Verilen metne göre aşağıdaki soruları kısaca yanıtlayın.
1. Taraflar arasında yetkili mahkemeyi belirleyen bir yetki anlaşması var mıdır?
2. Davaya bakma yetkisinin hangi mahkemede olduğuna kanaat getirilmiştir?
3. Yetki itirazı hangi tarafça yapılmıştır?

* _Verilen Metin_:

──────────

Somut olayda, mahkememiz dosyasındaki mevcut kayıtlara göre, taraflar arasında yetkili mahkemenin belirlenmesine ilişkin bir yetki anlaşmasının da mevcut olmadığı, genel yetki kuralının geçerli olacağı, davalı şirketin yerleşim yerinin dava tarihi itibariyle ” …” olduğu, HMK 6.Maddesine göre mahkememizin yetkili mahkemelerden olmadığı, buna göre de, davaya bakma yetkisinin mahkememizde değil, Bakırköy Asliye Ticaret Mahkemesi olduğuna kanaat getirilmiş ve süresi içerisinde davalı tarafça yapılan yetki itirazı yerinde görülmekle aşağıdaki şekilde karar verilmiştir.

──────────

* _Veri_:
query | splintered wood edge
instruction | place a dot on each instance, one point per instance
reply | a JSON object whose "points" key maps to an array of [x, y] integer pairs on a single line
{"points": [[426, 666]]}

──────────

* _Örnek Çözüm_:
1. Hayır, taraflar arasında böyle bir yetki anlaşması mevcut değildir.
2. Bakırköy Asliye Ticaret Mahkemesi.
3. Davalı tarafça, süresi içerisinde yapılmıştır.